### PAGE
▬▬▬▬▬▬

Alo, Aritzia, and the "West Village Girls" I’ll Always Compare Myself To
“I’m so depressed, I act like it’s my birthday every day.” was the first time the Taylor Swift phenomenon really made some sense to me, because I always cry on my birthday. And I don’t know why. I wish I didn’t. Because I’m not like bedriddenly depressed or anything. However, I don’t like that we’re all aging against our will and that sometimes it feels like my life moves faster than me.
I only have experience crying on my birthday at home, so the Aritzia fitting room on 5th Avenue was like going to the Super Bowl. That was not embarrassing at all. It was almost like, kind of cool and free-spirited. And if you’ve been to this particular one, you know it’s not your standard fitting room.
This Aritzia has no mirrors in the individual rooms, so you have to step out into this communal mirror zone, which turns into a little runway show for the boyfriends, dads, or whoever got dragged along. And because of the setup, I could see that I was trying on the same things as everyone else, but everything felt slightly off on me. It was either too big, too small, too long, too ugly, or too Republican. Even when the fit was actually perfect, it just wasn’t right. I was so jealous that the clothes looked so much better on the other girls right next to me. I wonder if I wouldn’t have cared so much if stepping out of the changing room didn’t feel like standing in silent competition with everyone else. But I think I was the only one keeping track of the score in a game that no one else was playing. No one else was getting emotional in there.
I was already having one of those days where none of the clothes I already owned felt “right,” and the last thing I wanted was to parade through a crowded store in a dress that looked like a garbage bag on me and gorgeous on the girl right next to me. And it was my birthday! All the clothes should look amazing. That should be a law. But instead of accepting that I could go to literally any store and buy very similar things, I just obsessed over why the same clothes looked everyone but me.

▬▬▬▬▬▬

### DATA SEGMENT
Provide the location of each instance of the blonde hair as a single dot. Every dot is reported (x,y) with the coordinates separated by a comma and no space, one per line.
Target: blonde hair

▬▬▬▬▬▬

### CHALLENGES
1. Revise the Aritzia fitting-room essay from "This Aritzia has" up to and including "emotional in there.", replacing "communal mirror zone" with "shared mirror area".
2. Continue the Aritzia fitting-room essay from the point at which it stops.

### RESULTS OF THE TASKS
1.
This Aritzia has no mirrors in the individual rooms, so you have to step out into this shared mirror area, which turns into a little runway show for the boyfriends, dads, or whoever got dragged along. And because of the setup, I could see that I was trying on the same things as everyone else, but everything felt slightly off on me. It was either too big, too small, too long, too ugly, or too Republican. Even when the fit was actually perfect, it just wasn’t right. I was so jealous that the clothes looked so much better on the other girls right next to me. I wonder if I wouldn’t have cared so much if stepping out of the changing room didn’t feel like standing in silent competition with everyone else. But I think I was the only one keeping track of the score in a game that no one else was playing. No one else was getting emotional in there.

2.
I’m being shallow. I know that clothes are meant to serve the wearer, not the wearer the clothes. So I must be a different type of crazy to want the opposite. Because that’s not how the world works. Even if it’s your birthday. I just wanted the clothes to look good on me. Maybe that’s because I spend too much time on Instagram and TikTok, and this store is everywhere right now. It felt like most of the shoppers were 22- to 25-year-old girls buying their first set of ‘adult’ clothes for real office jobs. And sue me, I also wanted to get more “adult” and slightly more sophisticated clothes because of my job, too. That's why I walked into Aritzia in the first place. Except I don’t work in an office. I work as a hostess in a restaurant in the West Village. It sucks that I could have been a part of something bigger than myself. I could have been so trendy and cool that I was wearing office clothes to a restaurant.
I got over all that, but I’d be lying if I said I wasn’t treating my job almost like an anthropological exploration on the niche internet sensation that are the West Village girls, and I feel like I can do my people watching more successfully if I blend in. But sometimes I worry that I’m just weird and have a staring problem. Either way, I have to look presentable for work, and because I’m always staring at people’s outfits while I’m at work, I can’t unsee how much Aritzia and also Alo Yoga are being worn right now. Sometimes my job reminds me of the ten minutes I spent at the Greek life fair in my freshman year of college, when I made the gigantic mistake of not wearing Lululemon, and I didn’t end up rushing.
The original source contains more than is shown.